Your answer must be an exact transcription of every entry.

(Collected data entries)

-- Opening Marker --

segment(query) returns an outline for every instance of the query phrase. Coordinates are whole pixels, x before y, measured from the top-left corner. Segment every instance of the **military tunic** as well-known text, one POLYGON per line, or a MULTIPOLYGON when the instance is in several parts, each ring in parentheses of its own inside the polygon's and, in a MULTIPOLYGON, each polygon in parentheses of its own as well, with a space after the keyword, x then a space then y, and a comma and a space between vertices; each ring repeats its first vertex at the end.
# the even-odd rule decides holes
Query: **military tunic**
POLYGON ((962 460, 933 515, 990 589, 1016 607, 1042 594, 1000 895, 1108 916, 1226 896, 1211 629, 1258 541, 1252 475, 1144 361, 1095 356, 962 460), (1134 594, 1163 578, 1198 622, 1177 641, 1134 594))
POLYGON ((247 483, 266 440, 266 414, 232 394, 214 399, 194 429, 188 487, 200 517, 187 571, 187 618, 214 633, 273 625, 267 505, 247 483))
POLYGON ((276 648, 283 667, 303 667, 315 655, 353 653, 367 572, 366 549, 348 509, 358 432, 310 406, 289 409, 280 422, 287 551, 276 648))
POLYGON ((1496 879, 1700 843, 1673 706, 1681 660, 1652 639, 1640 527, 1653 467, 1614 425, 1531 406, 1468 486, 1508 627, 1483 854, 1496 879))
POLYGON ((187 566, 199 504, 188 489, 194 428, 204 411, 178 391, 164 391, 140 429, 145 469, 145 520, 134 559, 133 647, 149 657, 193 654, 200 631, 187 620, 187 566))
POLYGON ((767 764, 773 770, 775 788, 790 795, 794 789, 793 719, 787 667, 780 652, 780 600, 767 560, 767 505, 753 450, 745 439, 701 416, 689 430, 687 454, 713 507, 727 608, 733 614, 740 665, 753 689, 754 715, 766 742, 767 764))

-- Closing Marker --

-- Exercise result --
segment(query) returns an outline for every instance of the query phrase. Coordinates are whole pixels, x before y, measured from the top-left corner. Segment every instance of the **military tunic** as well-known text, one POLYGON per line, or a MULTIPOLYGON when the instance is in several parts, each ring in parentheses of its own inside the polygon's and, in a MULTIPOLYGON, each polygon in parentheses of its own as well, with a space after the keyword, x then a space then y, and a comma and a space between vertices; each ring repeats its first vertex at the end.
# the even-odd rule decides holes
Query: **military tunic**
POLYGON ((962 460, 933 515, 990 589, 1016 607, 1042 594, 1000 895, 1108 916, 1226 896, 1211 629, 1258 541, 1252 475, 1144 361, 1095 356, 962 460), (1134 594, 1163 578, 1198 622, 1177 641, 1134 594))
POLYGON ((247 483, 266 440, 266 414, 232 394, 214 399, 194 429, 188 487, 200 517, 187 571, 187 618, 214 633, 273 625, 267 505, 247 483))
POLYGON ((276 648, 283 667, 303 667, 315 655, 353 653, 367 572, 366 549, 348 509, 358 432, 310 406, 289 409, 280 422, 287 551, 276 648))
POLYGON ((1496 879, 1700 843, 1673 706, 1681 660, 1652 639, 1640 527, 1653 467, 1614 425, 1531 406, 1468 486, 1508 627, 1483 854, 1496 879))
POLYGON ((187 566, 199 504, 188 489, 194 428, 204 411, 178 391, 164 391, 140 429, 145 469, 145 520, 134 559, 133 647, 149 657, 193 654, 200 631, 187 620, 187 566))
POLYGON ((767 764, 773 770, 775 788, 790 795, 794 789, 793 719, 787 667, 780 652, 780 600, 767 560, 767 505, 753 450, 745 439, 701 416, 689 430, 687 454, 713 507, 727 608, 733 614, 740 665, 753 689, 754 715, 766 742, 767 764))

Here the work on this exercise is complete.